--- START OF RECORDS FOR PROCESSING ---

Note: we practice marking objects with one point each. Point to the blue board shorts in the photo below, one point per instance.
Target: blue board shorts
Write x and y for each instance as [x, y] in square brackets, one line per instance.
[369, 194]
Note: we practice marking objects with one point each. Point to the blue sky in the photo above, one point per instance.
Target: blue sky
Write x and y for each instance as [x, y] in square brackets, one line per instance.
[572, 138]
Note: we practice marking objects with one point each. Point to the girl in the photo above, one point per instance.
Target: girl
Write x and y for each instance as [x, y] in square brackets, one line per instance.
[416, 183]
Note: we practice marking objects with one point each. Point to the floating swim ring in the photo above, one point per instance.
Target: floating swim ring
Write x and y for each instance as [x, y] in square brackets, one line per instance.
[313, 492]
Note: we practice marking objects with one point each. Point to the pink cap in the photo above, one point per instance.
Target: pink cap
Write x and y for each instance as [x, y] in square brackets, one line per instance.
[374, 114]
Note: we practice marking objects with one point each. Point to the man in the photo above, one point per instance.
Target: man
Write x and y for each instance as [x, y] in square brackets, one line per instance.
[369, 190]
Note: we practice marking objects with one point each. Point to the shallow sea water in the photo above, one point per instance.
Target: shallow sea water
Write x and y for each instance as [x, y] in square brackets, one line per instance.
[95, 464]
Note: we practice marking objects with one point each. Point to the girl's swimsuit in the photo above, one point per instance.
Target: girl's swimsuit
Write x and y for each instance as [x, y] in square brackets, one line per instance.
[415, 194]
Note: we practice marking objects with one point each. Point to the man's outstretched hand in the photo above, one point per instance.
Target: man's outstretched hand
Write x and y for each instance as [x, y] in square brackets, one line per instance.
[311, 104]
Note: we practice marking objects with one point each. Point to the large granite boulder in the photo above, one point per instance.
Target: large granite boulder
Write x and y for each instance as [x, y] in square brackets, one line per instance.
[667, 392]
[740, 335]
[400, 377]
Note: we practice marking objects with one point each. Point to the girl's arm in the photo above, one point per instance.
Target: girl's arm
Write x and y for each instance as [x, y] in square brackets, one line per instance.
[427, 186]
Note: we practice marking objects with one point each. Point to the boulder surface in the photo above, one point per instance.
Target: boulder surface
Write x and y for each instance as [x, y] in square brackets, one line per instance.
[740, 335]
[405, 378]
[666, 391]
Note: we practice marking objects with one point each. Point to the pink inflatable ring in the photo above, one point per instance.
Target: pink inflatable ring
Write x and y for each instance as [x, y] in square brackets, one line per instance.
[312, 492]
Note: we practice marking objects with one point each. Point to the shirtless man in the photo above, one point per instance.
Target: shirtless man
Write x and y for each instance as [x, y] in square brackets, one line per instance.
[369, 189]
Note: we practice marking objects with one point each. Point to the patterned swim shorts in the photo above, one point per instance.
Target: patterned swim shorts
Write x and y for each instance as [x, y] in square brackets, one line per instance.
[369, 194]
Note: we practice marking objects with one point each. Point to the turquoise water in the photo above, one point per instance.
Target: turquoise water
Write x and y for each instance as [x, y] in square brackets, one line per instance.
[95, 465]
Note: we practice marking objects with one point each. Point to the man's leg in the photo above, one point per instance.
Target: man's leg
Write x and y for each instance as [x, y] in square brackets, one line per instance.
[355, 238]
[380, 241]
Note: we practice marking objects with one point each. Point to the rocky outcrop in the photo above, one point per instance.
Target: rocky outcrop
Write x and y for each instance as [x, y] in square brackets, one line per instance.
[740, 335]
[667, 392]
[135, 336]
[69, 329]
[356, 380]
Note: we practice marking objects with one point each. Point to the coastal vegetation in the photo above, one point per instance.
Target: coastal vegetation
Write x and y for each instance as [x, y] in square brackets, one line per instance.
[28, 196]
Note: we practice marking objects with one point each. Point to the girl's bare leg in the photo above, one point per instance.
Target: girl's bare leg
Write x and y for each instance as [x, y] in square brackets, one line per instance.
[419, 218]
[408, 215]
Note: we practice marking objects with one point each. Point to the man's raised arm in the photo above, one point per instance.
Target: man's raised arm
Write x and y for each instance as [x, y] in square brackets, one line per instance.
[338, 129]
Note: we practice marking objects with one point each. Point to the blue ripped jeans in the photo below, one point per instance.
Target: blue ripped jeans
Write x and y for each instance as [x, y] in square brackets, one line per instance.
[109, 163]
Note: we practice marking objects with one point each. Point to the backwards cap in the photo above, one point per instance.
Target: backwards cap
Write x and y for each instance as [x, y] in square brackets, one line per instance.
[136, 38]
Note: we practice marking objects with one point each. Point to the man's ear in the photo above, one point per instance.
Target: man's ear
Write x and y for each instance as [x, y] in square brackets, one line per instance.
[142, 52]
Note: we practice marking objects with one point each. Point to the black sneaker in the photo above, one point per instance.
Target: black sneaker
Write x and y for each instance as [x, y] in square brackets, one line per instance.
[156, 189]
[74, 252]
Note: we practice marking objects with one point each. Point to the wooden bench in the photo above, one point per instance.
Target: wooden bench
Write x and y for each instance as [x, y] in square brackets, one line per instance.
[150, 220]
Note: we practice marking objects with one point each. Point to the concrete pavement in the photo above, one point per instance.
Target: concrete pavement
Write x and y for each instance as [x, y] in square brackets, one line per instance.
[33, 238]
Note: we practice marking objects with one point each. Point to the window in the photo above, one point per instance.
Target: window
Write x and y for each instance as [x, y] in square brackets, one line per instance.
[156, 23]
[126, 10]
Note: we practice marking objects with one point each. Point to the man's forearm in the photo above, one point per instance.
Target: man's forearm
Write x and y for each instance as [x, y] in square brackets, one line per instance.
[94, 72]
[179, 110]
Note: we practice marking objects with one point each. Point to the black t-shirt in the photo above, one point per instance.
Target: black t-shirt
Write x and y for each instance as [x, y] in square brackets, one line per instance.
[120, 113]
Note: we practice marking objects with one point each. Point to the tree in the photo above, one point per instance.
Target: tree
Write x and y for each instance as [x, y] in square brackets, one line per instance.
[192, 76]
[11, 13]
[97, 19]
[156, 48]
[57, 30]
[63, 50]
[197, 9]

--- END OF RECORDS FOR PROCESSING ---

§ **TASK OBJECTIVE**
Emit verbatim the lines running from the one with "to the concrete" through the last line of the data, both endpoints inclusive.

§ **SOLVED PROBLEM**
Note: we practice marking objects with one point each. Point to the concrete pavement in the photo above, one point per instance.
Target: concrete pavement
Write x and y for each instance as [x, y] in square brackets, one line per instance.
[33, 238]
Note: we practice marking objects with one point each. Point to the window in the photo above, one point per instance.
Target: window
Write x and y for each instance as [x, y] in square brackets, one line per instance.
[156, 23]
[126, 10]
Note: we practice marking objects with one point each. Point to the man's forearm in the photo above, one point per instance.
Target: man's forearm
Write x and y for each instance as [x, y] in square brackets, one line per instance.
[94, 72]
[179, 110]
Note: we practice marking objects with one point each. Point to the black t-shirt in the photo above, one point per instance.
Target: black t-shirt
Write x and y for each instance as [x, y] in square brackets, one line per instance.
[120, 113]
Note: we practice marking objects with one point each. Point to the tree in the photo above, one point per instance.
Target: tree
Write x and y for each instance as [x, y] in square brackets, one line per instance.
[192, 76]
[11, 13]
[97, 19]
[156, 48]
[57, 30]
[63, 50]
[197, 9]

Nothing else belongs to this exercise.